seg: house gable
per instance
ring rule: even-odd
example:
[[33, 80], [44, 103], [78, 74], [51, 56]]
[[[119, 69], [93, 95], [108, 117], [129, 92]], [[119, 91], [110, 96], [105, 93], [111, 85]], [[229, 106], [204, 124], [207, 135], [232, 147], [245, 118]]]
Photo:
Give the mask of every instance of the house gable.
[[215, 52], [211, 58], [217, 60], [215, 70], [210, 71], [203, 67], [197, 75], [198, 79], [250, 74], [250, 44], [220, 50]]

-------------------------

▶ [WORK TO DO] Format every line of the rows above as a numbered list, omitting any blank lines.

▶ [PROBLEM SOLUTION]
1. seg: house gable
2. per instance
3. ring rule: even-odd
4. example:
5. [[33, 80], [44, 103], [78, 74], [51, 56]]
6. [[[119, 69], [93, 95], [108, 117], [129, 92]], [[119, 91], [110, 96], [105, 93], [111, 85]], [[229, 106], [204, 124], [207, 135], [232, 147], [245, 118]]]
7. Photo:
8. Give the mask of every instance of the house gable.
9. [[215, 52], [211, 58], [217, 60], [215, 70], [210, 71], [203, 67], [197, 75], [198, 79], [250, 74], [250, 44], [220, 50]]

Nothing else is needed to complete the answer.